**Task list**
(a) According to the tariffs article, what was the approximate U.S. weighted-average tariff rate at the start of 2025?
(b) Retype a passage from the tariffs article, beginning at the words "As leaders move" and stopping after "it must retrench.".

**Page**
————————

Tariffs and Business Strategy
Randy Wolken, President & CEO

The recent wave of tariffs and trade controls has created an environment of uncertainty for manufacturers and many businesses. Decision-makers must determine how to best position their companies to thrive in this rapidly evolving landscape.

Since the U.S. announced its reciprocal tariffs on April 2, 2025, markets worldwide have faced volatility, raising the likelihood of a negative impact on the global economy. Since then, the combined tariffs enacted by the U.S. government have rapidly raised the country’s weighted-average tariff rate to its highest level in 100 years, from approximately two percent at the start of 2025 to more than 20% starting in April. The response of other governments has varied and continues to evolve. How these measures will continue to change is uncertain, particularly given the government’s pause on many important country-specific tariffs. However, the tariffs’ impact on business cost structures, business and consumer demand, and each company’s relative competitive advantage is bound to be substantial.

Business leaders are navigating many near-term decisions, with some setting up geopolitical “nerve centers” to coordinate their responses. Recently McKinsey research outlined three actions that can help businesses make medium to long-term decisions:

  1. Analyzing relative positioning
  2. Defining strategic posture and actions
  3. Pressure-testing decisions considering current uncertainty

Analyze Positioning

As leaders move beyond immediate tactical responses and begin to consider the more enduring shifts to their businesses, they should assess how the new tariffs will affect their competitive advantages and growth prospects:

  • Relative competitive advantage: The tariffs’ impact varies widely by country and sector, and every business has a different geography and product mix, operations footprint, and supply chain. This variance makes it necessary for each organization to assess the new tariffs’ implications against their own relative competitive advantage. Most business leaders are already calculating the cost impact on their operations. The next step is to analyze how the tariffs affect competitors’ cost structures and substitute products. This analysis will determine whether a business can sustain its margins—and even accelerate sales—or whether it must retrench.
  • Demand: Tariff changes are likely to meaningfully affect business, consumer, and government spending, as well as trade flows. Companies should therefore evaluate how macroeconomic conditions may affect demand for their products.

Analyzing these two dimensions for each major product–geography combination can help business leaders define a set of actions to protect the economics of their businesses and potentially accelerate growth.

Define Strategic Actions

Decision-makers should go beyond mitigating the downside of the new trade measures and look for opportunities that the changes may present. The combination of actions that companies might consider in response to the recent tariff changes can be grouped into four strategic areas:

  • Drive commercial acceleration and invest in growth: Companies in this category have operational footprints and supply chains that give them a competitive advantage in this environment. As such, they’re positioned to optimize pricing, expand their sales force or channel presence, and boost production in existing facilities. They should also assess investments with increased time horizons.
  • Capture market share and protect margins: Companies in this category have reduced customer demand but are positioned better than their competitors. They would benefit from focusing on actions that leverage internal capabilities and moderating major capital investments until demand stabilizes.

————————

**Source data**
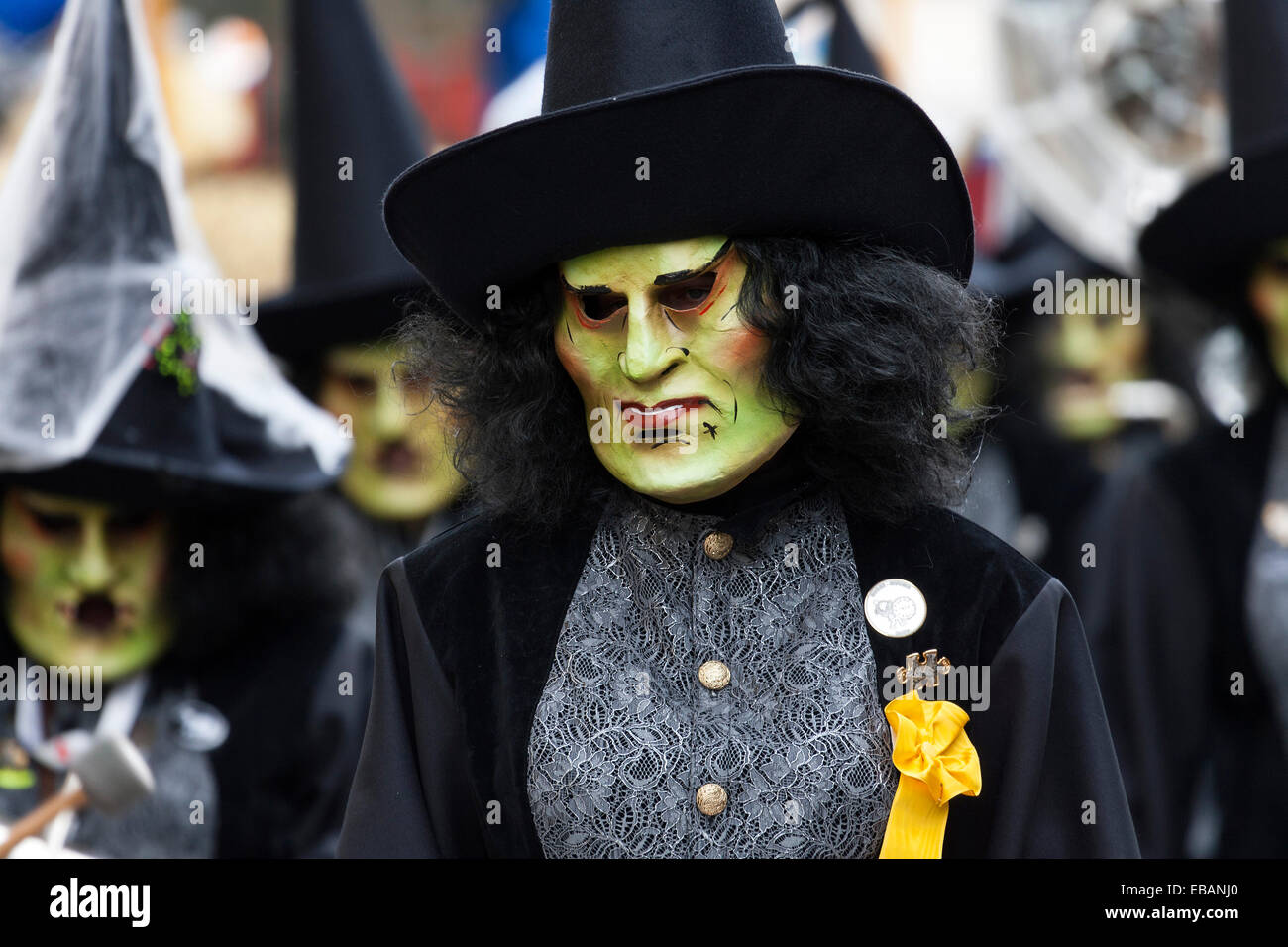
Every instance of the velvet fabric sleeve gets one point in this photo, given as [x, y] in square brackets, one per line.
[1044, 741]
[411, 795]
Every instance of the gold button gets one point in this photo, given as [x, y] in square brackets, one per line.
[717, 545]
[712, 799]
[713, 676]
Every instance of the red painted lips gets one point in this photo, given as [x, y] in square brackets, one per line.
[664, 415]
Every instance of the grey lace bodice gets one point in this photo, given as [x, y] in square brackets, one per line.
[625, 733]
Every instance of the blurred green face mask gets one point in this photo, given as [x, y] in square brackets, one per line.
[1267, 291]
[85, 581]
[669, 373]
[400, 467]
[1086, 355]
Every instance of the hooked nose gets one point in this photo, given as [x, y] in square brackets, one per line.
[91, 569]
[651, 351]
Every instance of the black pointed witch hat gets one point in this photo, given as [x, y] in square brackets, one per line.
[104, 390]
[1212, 235]
[348, 105]
[737, 140]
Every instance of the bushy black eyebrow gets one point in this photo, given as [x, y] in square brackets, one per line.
[670, 278]
[665, 279]
[584, 290]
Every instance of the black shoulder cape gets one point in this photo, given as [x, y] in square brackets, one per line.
[464, 648]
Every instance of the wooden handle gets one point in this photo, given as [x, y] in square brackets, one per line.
[35, 821]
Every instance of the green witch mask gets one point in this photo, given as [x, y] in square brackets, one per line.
[400, 467]
[85, 581]
[1086, 355]
[669, 373]
[1267, 291]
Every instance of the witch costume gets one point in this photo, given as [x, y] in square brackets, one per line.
[158, 412]
[351, 282]
[1192, 598]
[709, 676]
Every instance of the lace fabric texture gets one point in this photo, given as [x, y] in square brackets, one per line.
[625, 733]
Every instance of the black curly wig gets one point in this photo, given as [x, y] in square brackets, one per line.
[866, 363]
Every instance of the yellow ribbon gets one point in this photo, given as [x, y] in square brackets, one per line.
[936, 762]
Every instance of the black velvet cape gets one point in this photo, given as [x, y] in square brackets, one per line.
[1167, 622]
[463, 652]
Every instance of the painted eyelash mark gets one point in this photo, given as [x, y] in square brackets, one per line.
[734, 401]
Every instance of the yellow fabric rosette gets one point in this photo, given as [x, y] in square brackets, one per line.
[936, 762]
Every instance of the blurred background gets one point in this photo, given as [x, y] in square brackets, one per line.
[1094, 134]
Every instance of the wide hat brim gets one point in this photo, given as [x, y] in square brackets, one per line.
[758, 151]
[300, 325]
[160, 449]
[1212, 235]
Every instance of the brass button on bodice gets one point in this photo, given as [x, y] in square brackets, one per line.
[711, 799]
[717, 545]
[713, 676]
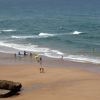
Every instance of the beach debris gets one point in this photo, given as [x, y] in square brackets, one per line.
[9, 88]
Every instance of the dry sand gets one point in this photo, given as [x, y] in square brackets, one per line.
[56, 83]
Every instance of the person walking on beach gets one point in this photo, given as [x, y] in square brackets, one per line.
[39, 60]
[41, 67]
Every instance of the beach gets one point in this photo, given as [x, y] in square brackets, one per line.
[56, 83]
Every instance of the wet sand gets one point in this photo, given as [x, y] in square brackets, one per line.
[61, 80]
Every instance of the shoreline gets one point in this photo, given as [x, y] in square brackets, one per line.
[60, 80]
[9, 59]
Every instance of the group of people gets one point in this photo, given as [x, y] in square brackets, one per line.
[37, 57]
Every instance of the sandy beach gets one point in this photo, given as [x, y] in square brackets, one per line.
[64, 82]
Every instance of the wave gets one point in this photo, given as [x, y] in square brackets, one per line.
[8, 30]
[77, 32]
[44, 35]
[47, 34]
[31, 48]
[46, 52]
[40, 35]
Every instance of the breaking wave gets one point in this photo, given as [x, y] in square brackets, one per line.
[76, 32]
[47, 52]
[8, 30]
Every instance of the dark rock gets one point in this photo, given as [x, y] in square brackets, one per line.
[9, 88]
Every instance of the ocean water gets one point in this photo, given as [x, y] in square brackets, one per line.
[51, 28]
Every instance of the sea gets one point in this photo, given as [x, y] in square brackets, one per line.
[52, 28]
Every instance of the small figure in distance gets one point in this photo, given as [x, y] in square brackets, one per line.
[25, 53]
[19, 53]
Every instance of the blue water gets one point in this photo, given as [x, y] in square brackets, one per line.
[52, 28]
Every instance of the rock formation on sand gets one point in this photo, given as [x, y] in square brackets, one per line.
[9, 88]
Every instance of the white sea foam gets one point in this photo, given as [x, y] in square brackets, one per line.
[48, 52]
[24, 37]
[7, 30]
[41, 35]
[76, 32]
[46, 34]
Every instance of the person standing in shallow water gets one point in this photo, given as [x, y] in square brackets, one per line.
[41, 68]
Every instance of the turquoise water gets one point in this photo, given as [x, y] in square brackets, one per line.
[51, 28]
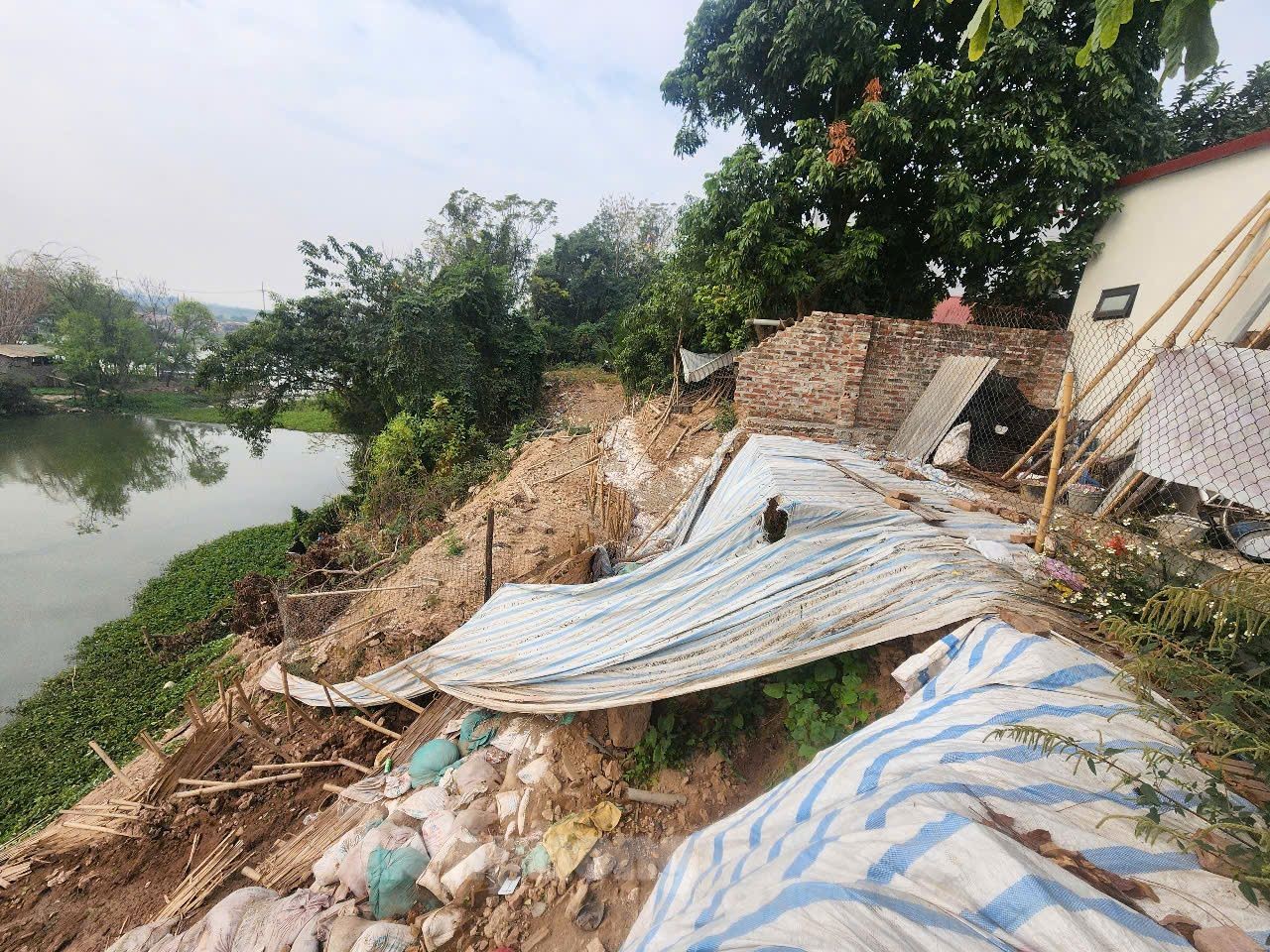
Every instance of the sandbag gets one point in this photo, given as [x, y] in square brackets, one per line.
[476, 775]
[221, 923]
[431, 761]
[314, 934]
[390, 880]
[272, 925]
[145, 937]
[385, 937]
[344, 932]
[385, 835]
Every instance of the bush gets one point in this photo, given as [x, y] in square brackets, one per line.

————————

**Answers by task**
(a) Approximately two percent.

(b)
As leaders move beyond immediate tactical responses and begin to consider the more enduring shifts to their businesses, they should assess how the new tariffs will affect their competitive advantages and growth prospects:

  • Relative competitive advantage: The tariffs’ impact varies widely by country and sector, and every business has a different geography and product mix, operations footprint, and supply chain. This variance makes it necessary for each organization to assess the new tariffs’ implications against their own relative competitive advantage. Most business leaders are already calculating the cost impact on their operations. The next step is to analyze how the tariffs affect competitors’ cost structures and substitute products. This analysis will determine whether a business can sustain its margins—and even accelerate sales—or whether it must retrench.